### WHAT IS ASKED
a. In the forum thread on color mediums, what were all four example pieces scratched with?
b. Extend the forum thread on color mediums, picking up after its last post.

### SOURCE DOCUMENT
View Full Version : Color Mediums
10-13-2006, 02:17 PM
I thought I might submit an example I have been working on showing the differences in several mediums. The first is basic black and white on an 8 x 10 essdee scraperboard. The next is oil paint on an 8 x 10 smooth white claybord. Then color pencil on an 8 x 10 smooth white claybord. Finally clayboard ink on an 8 x 10 smooth white claybord. They were all scratched with an xacto and the scratchboard tool.
10-13-2006, 02:30 PM
Diane you are the MASTER. This is so interesting. I just had a gentleman (and I use the term because it won't get me in trouble, read my thought bubble) who informed me that scratchboard is only negative and there can be no color. I sent him to this site but I doubt that he will check it out. He'd have to eat crow.
10-13-2006, 02:49 PM
You've done it again! What a wonderful demo. :clap: It answers a lot of questions I've had about tpes of color and how they work on the different surfaces!
Thanks so much!!:thumbsup:
10-13-2006, 04:06 PM
Very interesting demonstration! Wow... what patience to scratch the same piece 4 times!!
10-13-2006, 04:51 PM
Thanks people. I made the four pieces for the book I am working on about making scratch art using different mediums so the patience was for a worthy cause. It occurs to me that I probably should have included an acrylic one as well.
Karen, Hopefully he will check it out and he will have a new avenue in which to play with scratchboard.
10-14-2006, 11:35 AM
Diane, would that be an acrylic ink or acrylic paint?

### INFORMATION SUPPLIED
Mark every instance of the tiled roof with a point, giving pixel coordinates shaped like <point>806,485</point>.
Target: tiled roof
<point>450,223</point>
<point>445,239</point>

### RESPONSE LIST
a. An xacto and the scratchboard tool.

b.
10-14-2006, 12:30 PM
That would be acrylic paint in this instance. I am including an elephant I did using acrylic paint on black claybord. I painted directly onto the black with watered down acrylic paint and then scratched. Where I wanted black I didn't paint the board. I almost always work in layers. paint, scratch, paint again with transparent color and then scratch again, as many times as it takes to get the depth I want.
10-14-2006, 12:38 PM
Wow ... this is so darned good Diana. Wonderful work:clap: :clap:
10-14-2006, 06:27 PM
Diana this is one gorgeous pachyderm. I'm unclear was the elephant painted in acrylics first or is he scratched into the black?
10-14-2006, 10:15 PM
He was painted, scratched and then painted. I am including details of his trunk first painted, then scratched then painted with a very thin layer of paint. I don't think acrylic paint is the most transparent medium, but it worked ok for this. They're kind of dark. I hope they show up.
10-14-2006, 10:37 PM
You answered an unasked question too...I was considering painting a background on my latest piece on black and didn't know if it would work without scratching the black off first.
10-15-2006, 04:54 AM
On the acrylic demo...how did you get the sketch down on the black Claybord? Or did you work directly on the Claybord?
I'm going to try the acrylics and experiment on a small chunk of black Claybord. I'll have lost any respect I've had for publishers if one doesn't pick up on this book of yours.
From what I've seen so far, it's the best!:thumbsup:
10-15-2006, 08:41 AM
This is such incredible work. Your perfect crosshatching is supberb, Daina.
10-15-2006, 11:07 AM
I hope you let us know when the book is finished. I'd like to reserve several copies.
10-15-2006, 11:22 AM
Thank you for your compliments.
Burt, I used yellow transfer paper to get the line drawing on to the claybord. Since I was going to paint over it I wasn't concerned with the color of the transfer paper. Color transfer/tracing paper isn't hard to find.
Dave, I have been waiting since July of 05 to hear from Publishers. I am now looking into self publishing. I think the biggest concern would be distribution, I'll have to check into that. I could sell a few books locally and a few online, but a publisher could distribute all over the world.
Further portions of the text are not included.